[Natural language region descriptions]
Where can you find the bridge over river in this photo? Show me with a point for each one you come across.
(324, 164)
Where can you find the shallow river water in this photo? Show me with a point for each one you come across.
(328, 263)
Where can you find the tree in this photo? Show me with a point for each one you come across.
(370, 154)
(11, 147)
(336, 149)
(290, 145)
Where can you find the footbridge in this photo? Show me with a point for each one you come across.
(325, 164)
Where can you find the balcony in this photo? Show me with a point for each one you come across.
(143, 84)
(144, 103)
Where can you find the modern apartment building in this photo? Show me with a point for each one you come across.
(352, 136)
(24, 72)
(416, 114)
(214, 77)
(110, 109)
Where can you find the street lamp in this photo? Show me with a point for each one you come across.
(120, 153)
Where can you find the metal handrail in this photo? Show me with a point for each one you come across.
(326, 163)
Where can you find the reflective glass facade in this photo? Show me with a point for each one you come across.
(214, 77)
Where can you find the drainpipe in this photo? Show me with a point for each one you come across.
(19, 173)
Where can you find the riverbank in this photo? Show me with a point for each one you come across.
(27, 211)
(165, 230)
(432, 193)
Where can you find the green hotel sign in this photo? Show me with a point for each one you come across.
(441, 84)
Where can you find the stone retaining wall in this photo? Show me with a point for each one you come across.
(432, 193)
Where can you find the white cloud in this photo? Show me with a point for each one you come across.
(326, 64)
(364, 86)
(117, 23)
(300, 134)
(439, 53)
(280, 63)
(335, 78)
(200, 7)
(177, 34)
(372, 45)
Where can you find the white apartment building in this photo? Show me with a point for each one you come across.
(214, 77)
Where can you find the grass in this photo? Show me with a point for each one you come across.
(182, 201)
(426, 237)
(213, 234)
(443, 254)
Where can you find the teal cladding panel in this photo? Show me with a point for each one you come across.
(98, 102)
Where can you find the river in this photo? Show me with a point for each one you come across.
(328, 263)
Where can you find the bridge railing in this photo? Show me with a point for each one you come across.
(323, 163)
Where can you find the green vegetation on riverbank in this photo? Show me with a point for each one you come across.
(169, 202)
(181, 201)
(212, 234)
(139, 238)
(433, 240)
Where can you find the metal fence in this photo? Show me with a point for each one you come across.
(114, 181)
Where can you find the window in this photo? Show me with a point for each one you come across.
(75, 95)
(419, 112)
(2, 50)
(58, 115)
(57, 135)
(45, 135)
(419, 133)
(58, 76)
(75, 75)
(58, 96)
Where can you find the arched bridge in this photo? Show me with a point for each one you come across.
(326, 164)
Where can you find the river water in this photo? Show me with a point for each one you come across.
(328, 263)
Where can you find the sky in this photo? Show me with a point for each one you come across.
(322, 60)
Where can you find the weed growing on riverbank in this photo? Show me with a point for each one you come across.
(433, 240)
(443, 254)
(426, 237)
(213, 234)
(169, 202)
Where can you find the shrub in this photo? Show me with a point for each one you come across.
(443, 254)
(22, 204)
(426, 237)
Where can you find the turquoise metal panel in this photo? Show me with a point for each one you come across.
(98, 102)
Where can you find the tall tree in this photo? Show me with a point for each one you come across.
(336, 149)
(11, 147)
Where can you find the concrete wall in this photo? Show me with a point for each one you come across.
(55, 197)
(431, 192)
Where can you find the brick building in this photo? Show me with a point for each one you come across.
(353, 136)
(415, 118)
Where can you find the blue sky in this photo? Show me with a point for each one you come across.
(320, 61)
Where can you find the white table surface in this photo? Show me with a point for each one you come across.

TASK TO COMPLETE >>
Transcribe each line of the data exactly, skipping none.

TASK ANSWER >>
Where can you find the bridge over river in this photo? Show me with a point for each one you come across.
(324, 164)
Where can you find the shallow river water in this photo? Show me with a point for each one you come across.
(328, 263)
Where can you find the tree in this photo? Show me with a point for each one you come across.
(370, 154)
(11, 147)
(336, 149)
(290, 145)
Where can you find the footbridge in this photo? Show me with a point for each one you come across.
(325, 164)
Where can you find the balcony in this photo? Show me with a point for each one you come across.
(143, 84)
(144, 103)
Where can you find the modern apartment building in this photo? Show me with a point for each one you come across.
(352, 136)
(24, 72)
(416, 114)
(214, 77)
(110, 109)
Where can you find the street lamp in this photo? Show me with a point for each one you come across.
(120, 153)
Where can you find the metal handrail in this photo? Show me with a point for each one you come across.
(326, 163)
Where can you find the reflective glass facade in this photo? Show me with a point for each one you come across.
(214, 77)
Where can you find the drainpipe in this photo? Show me with a point for each one you come across.
(19, 173)
Where can you find the riverbank in this photo? Show me with a point for each one you come across.
(27, 211)
(165, 230)
(432, 193)
Where can you find the green hotel sign in this photo? Show me with a point for each one you come across.
(441, 84)
Where can you find the stone retaining wall in this photo? Show me with a point for each one you come across.
(432, 193)
Where can you find the white cloud in this photo? Show me with a point for each one you come across.
(326, 64)
(364, 86)
(117, 23)
(300, 134)
(439, 53)
(280, 63)
(335, 78)
(200, 7)
(177, 34)
(372, 45)
Where can you find the white apartment building in this photo? Show me with a point for each one you come across.
(214, 77)
Where can you find the grass in this photo? Show me with a point for each one you come across.
(182, 201)
(426, 237)
(213, 234)
(443, 254)
Where can you find the teal cladding panel in this photo? Show me with a point for each one you come across.
(98, 102)
Where can you find the river in this photo? Show me with a point for each one you come across.
(328, 263)
Where can you find the bridge railing in this photo? Show me with a point for each one you come across.
(323, 163)
Where can you find the green vegetation on riverbank in this photo? Show me with a point for each one you come across.
(169, 202)
(181, 201)
(212, 234)
(139, 238)
(433, 240)
Where can you find the metal fence in this photo? Show me with a point for each one you come across.
(114, 181)
Where can you find the window in this photo? Show me with a point for each one you come across.
(75, 95)
(419, 112)
(2, 50)
(58, 115)
(57, 135)
(45, 135)
(419, 133)
(58, 76)
(75, 75)
(58, 96)
Where can you find the arched bridge in this photo? Show me with a point for each one you come across.
(326, 164)
Where can you find the river water in this photo? Show me with a point for each one you come across.
(328, 263)
Where can you find the sky in this photo? Show me with a point for each one you come across.
(322, 60)
Where can you find the weed growing on riverbank in this photo? Show me with a point for each one you come across.
(433, 240)
(443, 254)
(426, 237)
(213, 234)
(169, 202)
Where can you find the shrub in this photo? Show me with a point for each one you come across.
(443, 254)
(22, 204)
(426, 237)
Where can you find the turquoise metal panel in this photo? Show me with a point for each one you come across.
(98, 102)
Where can you find the tall tree in this photo? Show me with a point for each one you come across.
(336, 149)
(11, 147)
Where can you find the concrete wall in this photo? Show me with a point for each one you come across.
(55, 197)
(431, 192)
Where can you find the brick building in this photo? Show me with a point for each one you come across.
(353, 136)
(415, 118)
Where can you find the blue sky in this photo? Show me with a point for each one you come across.
(320, 61)
Where can you find the white table surface in this photo? Show me with a point for each one you come across.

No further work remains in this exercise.